### Goal of the exercise
Locate the line containing "lot and put a dot on each instance?", then please write out that line and all the lines below it in the entries exactly.
──────── Stored records ────────
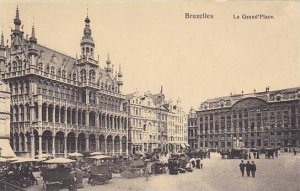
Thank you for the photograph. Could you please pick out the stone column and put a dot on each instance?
(113, 146)
(46, 110)
(25, 144)
(40, 111)
(97, 143)
(32, 113)
(105, 145)
(53, 114)
(40, 145)
(76, 144)
(87, 144)
(97, 119)
(32, 141)
(65, 146)
(87, 119)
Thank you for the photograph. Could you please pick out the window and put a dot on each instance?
(92, 75)
(83, 75)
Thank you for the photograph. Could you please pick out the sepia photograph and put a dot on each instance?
(150, 95)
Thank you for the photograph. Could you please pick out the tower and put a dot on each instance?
(108, 64)
(17, 34)
(32, 51)
(2, 54)
(87, 43)
(120, 80)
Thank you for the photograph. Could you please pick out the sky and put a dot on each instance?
(193, 59)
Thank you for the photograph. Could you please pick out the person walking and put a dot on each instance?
(253, 169)
(148, 170)
(242, 167)
(248, 168)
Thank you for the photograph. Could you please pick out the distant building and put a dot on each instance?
(193, 129)
(61, 104)
(5, 148)
(155, 123)
(260, 120)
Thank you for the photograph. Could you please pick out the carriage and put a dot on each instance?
(100, 172)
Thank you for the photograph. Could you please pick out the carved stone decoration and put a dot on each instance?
(249, 103)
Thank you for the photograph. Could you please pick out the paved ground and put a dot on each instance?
(278, 174)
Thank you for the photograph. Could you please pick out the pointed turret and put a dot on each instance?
(87, 43)
(120, 79)
(33, 39)
(17, 20)
(17, 35)
(2, 40)
(108, 64)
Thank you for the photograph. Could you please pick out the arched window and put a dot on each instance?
(92, 75)
(83, 75)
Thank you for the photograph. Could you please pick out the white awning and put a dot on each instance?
(6, 150)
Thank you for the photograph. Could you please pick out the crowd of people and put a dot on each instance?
(250, 167)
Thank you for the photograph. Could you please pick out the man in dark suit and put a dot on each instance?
(253, 169)
(248, 168)
(242, 167)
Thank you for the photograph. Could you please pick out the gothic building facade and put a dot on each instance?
(155, 123)
(256, 120)
(61, 104)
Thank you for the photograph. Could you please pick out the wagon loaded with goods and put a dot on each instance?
(58, 174)
(101, 171)
(134, 169)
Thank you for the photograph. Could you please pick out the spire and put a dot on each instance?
(108, 62)
(33, 38)
(17, 20)
(2, 40)
(120, 72)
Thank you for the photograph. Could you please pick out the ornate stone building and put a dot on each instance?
(5, 148)
(61, 104)
(256, 120)
(155, 123)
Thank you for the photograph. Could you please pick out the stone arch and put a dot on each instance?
(59, 142)
(81, 142)
(22, 142)
(47, 141)
(109, 141)
(16, 142)
(117, 144)
(124, 144)
(92, 118)
(92, 142)
(102, 143)
(71, 142)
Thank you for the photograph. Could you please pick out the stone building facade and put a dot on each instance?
(5, 148)
(155, 123)
(257, 120)
(61, 104)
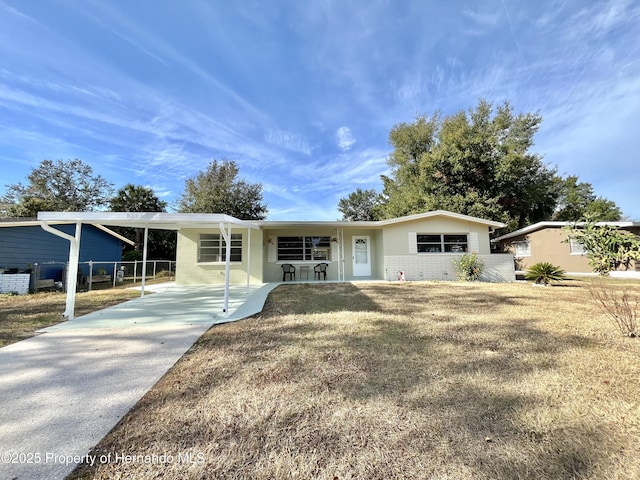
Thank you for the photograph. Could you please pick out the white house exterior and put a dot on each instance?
(422, 246)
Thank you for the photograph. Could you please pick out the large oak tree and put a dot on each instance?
(218, 190)
(477, 163)
(61, 185)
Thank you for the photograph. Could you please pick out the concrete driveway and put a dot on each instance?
(62, 391)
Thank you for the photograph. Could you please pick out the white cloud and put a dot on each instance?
(345, 138)
(288, 140)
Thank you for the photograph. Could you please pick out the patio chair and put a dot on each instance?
(288, 269)
(320, 269)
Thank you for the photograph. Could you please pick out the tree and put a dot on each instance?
(217, 190)
(607, 247)
(361, 205)
(577, 200)
(476, 163)
(136, 198)
(63, 185)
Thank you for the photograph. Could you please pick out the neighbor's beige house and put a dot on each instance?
(422, 246)
(550, 242)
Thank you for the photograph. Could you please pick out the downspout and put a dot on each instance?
(227, 241)
(248, 259)
(72, 274)
(144, 259)
(344, 276)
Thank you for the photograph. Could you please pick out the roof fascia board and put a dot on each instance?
(36, 223)
(554, 224)
(161, 220)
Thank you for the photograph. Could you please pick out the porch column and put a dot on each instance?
(248, 259)
(144, 259)
(227, 242)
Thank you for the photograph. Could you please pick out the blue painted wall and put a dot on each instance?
(21, 246)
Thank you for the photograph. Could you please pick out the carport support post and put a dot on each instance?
(144, 259)
(74, 256)
(227, 271)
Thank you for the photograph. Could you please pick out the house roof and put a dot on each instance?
(157, 220)
(380, 223)
(176, 221)
(35, 223)
(541, 225)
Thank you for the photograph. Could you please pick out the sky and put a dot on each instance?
(302, 95)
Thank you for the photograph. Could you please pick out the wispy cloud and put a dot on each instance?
(287, 140)
(345, 139)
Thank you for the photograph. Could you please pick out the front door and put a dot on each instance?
(361, 257)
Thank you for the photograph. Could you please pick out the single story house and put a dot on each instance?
(24, 244)
(422, 246)
(219, 249)
(550, 242)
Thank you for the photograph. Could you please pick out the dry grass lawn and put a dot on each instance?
(395, 381)
(22, 315)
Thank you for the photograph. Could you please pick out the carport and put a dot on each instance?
(146, 220)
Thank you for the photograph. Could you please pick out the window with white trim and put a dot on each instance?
(522, 248)
(212, 248)
(438, 243)
(304, 248)
(577, 248)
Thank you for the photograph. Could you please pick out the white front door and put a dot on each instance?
(361, 257)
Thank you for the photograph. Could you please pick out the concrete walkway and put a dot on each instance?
(62, 391)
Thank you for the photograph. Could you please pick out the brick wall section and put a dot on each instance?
(11, 283)
(498, 267)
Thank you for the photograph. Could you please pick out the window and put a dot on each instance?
(438, 243)
(212, 248)
(522, 249)
(303, 248)
(577, 248)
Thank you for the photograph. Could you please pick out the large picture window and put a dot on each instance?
(522, 248)
(577, 248)
(304, 248)
(212, 248)
(439, 243)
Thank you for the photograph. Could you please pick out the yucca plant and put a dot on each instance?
(545, 273)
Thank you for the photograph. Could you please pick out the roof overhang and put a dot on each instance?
(551, 224)
(381, 223)
(153, 220)
(36, 223)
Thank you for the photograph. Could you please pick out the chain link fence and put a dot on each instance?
(52, 275)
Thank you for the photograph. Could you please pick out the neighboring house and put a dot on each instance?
(422, 246)
(550, 242)
(23, 243)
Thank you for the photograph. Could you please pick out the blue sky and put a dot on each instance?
(302, 94)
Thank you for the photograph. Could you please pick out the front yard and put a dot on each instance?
(22, 315)
(394, 381)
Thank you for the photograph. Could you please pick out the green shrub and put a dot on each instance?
(469, 267)
(545, 273)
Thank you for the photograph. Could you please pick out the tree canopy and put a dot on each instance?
(479, 163)
(218, 190)
(476, 163)
(577, 202)
(61, 185)
(361, 205)
(136, 198)
(607, 247)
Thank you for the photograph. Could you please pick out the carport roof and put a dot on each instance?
(155, 220)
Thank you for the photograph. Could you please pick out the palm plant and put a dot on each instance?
(545, 273)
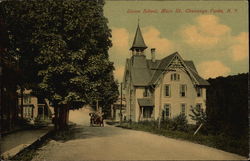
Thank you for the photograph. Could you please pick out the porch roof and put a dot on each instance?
(145, 102)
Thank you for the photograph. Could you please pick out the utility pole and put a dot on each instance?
(121, 106)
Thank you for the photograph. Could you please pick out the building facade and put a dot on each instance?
(160, 88)
(35, 107)
(9, 77)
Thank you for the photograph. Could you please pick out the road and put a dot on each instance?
(21, 137)
(111, 143)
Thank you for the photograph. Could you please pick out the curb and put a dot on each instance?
(19, 150)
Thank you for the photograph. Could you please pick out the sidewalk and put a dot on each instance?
(14, 142)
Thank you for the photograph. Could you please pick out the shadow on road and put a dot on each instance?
(84, 132)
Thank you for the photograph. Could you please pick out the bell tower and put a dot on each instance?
(138, 45)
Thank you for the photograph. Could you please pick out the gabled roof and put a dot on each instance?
(138, 42)
(144, 72)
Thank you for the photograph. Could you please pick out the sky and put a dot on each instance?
(214, 34)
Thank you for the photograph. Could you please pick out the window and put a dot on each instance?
(40, 109)
(147, 112)
(167, 90)
(146, 92)
(199, 106)
(183, 108)
(166, 113)
(183, 90)
(175, 77)
(27, 99)
(199, 91)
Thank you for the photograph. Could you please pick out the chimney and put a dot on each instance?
(153, 54)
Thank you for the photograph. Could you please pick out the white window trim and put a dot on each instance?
(169, 105)
(164, 91)
(185, 90)
(185, 108)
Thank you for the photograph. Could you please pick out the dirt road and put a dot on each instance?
(111, 143)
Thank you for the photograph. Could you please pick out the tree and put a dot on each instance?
(198, 115)
(227, 105)
(63, 47)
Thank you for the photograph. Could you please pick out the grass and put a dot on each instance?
(223, 142)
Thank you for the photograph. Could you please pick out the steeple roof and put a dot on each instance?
(138, 40)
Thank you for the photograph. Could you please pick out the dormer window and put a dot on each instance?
(199, 91)
(175, 77)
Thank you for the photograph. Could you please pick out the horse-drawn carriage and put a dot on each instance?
(96, 119)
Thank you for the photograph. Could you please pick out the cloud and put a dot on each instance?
(120, 40)
(208, 36)
(206, 33)
(119, 71)
(239, 50)
(212, 69)
(153, 39)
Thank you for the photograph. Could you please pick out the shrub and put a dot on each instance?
(180, 123)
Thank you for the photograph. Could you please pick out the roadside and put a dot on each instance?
(238, 146)
(110, 143)
(13, 143)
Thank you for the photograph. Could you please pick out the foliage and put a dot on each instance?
(198, 115)
(180, 123)
(63, 47)
(227, 106)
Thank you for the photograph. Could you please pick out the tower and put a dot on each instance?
(138, 45)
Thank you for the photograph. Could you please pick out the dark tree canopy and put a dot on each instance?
(227, 105)
(63, 49)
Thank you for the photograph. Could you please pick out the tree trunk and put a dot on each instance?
(21, 90)
(56, 117)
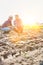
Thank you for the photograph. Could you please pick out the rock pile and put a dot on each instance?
(26, 51)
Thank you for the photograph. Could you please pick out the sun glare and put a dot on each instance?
(30, 23)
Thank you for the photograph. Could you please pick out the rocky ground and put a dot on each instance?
(21, 49)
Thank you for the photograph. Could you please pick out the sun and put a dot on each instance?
(30, 23)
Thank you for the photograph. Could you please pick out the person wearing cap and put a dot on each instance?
(18, 24)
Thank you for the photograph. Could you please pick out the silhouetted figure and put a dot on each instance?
(18, 24)
(6, 26)
(8, 22)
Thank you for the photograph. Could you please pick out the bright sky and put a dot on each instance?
(29, 10)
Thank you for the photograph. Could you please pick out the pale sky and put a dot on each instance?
(27, 9)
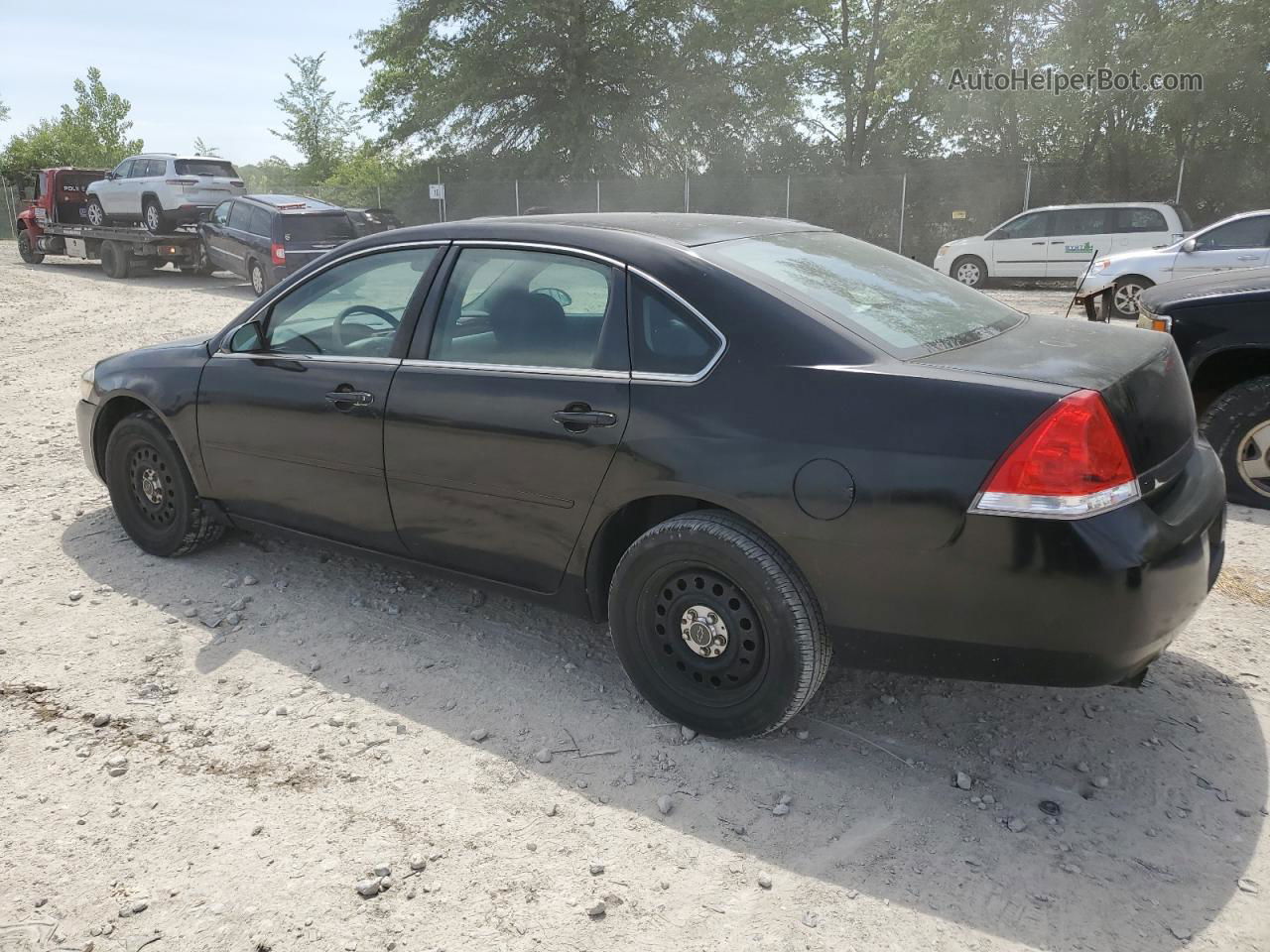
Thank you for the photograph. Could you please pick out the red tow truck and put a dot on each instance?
(56, 223)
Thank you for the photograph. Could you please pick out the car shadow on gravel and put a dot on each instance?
(220, 285)
(1159, 792)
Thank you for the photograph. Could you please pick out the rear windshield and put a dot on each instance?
(905, 307)
(206, 167)
(317, 227)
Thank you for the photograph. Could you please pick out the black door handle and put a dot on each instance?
(352, 398)
(578, 420)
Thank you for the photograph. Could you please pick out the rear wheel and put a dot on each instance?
(1237, 424)
(716, 627)
(151, 492)
(27, 249)
(970, 271)
(1125, 294)
(95, 212)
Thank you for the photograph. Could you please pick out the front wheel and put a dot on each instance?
(27, 249)
(716, 627)
(151, 492)
(1237, 424)
(1125, 294)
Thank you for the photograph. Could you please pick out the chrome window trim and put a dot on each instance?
(359, 253)
(530, 370)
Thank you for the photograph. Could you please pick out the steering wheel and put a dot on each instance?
(336, 329)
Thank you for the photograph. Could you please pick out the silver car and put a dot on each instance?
(162, 190)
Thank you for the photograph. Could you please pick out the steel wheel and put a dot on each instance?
(701, 634)
(1254, 458)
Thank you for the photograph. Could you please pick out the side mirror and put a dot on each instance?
(246, 339)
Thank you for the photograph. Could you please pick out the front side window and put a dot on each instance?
(530, 308)
(910, 309)
(1245, 232)
(1024, 226)
(1080, 221)
(666, 336)
(1138, 220)
(350, 309)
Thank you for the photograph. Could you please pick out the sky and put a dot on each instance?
(189, 67)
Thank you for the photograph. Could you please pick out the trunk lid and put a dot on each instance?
(1139, 375)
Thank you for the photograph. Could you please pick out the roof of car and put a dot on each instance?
(295, 203)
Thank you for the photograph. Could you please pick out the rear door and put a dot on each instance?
(1019, 246)
(294, 433)
(1078, 236)
(506, 416)
(1237, 244)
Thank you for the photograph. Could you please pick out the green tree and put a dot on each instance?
(317, 125)
(90, 132)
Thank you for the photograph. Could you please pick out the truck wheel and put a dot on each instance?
(970, 271)
(154, 218)
(27, 249)
(716, 626)
(151, 492)
(1237, 424)
(1125, 293)
(116, 261)
(96, 213)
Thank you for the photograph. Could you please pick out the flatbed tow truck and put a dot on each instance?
(56, 223)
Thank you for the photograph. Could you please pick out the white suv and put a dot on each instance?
(162, 190)
(1060, 241)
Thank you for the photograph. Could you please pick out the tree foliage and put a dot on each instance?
(90, 132)
(314, 122)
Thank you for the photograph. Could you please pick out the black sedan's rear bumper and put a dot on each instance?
(1078, 602)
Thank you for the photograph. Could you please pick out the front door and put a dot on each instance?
(1078, 236)
(1237, 244)
(502, 424)
(1019, 246)
(293, 431)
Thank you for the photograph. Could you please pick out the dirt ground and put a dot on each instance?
(211, 753)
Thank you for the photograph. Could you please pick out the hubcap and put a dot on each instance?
(703, 631)
(1254, 458)
(153, 488)
(702, 634)
(1127, 298)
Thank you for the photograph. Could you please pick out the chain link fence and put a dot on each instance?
(911, 209)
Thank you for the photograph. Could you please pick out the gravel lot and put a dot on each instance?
(211, 753)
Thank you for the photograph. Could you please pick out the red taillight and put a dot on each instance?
(1071, 462)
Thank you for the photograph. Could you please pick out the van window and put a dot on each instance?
(1130, 220)
(1080, 221)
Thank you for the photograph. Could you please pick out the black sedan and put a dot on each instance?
(1222, 326)
(747, 442)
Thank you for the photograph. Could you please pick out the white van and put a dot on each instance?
(1060, 241)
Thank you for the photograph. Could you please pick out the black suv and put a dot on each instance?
(1222, 326)
(267, 238)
────────
### Answer for this exercise
Thank you for the photograph. Could you please pick out the gravel lot and put a dot on each instance?
(211, 753)
Thank you for the photograph. Could you please pick out the red taillight and put a dot on each instance?
(1071, 462)
Thank you for the photograph. Could you please pick out the van window and put a dot on each instance?
(1130, 220)
(1080, 221)
Thank you for the photograph. Could you please pick out the black sedan and put a dot on each instance?
(1222, 326)
(747, 442)
Thank you for the photograph. Could you please pick out the white van and put a dot on each instance?
(1060, 241)
Thank you for the photograph. Could you please pick out the black suv and put a dot on each instance?
(1222, 326)
(267, 238)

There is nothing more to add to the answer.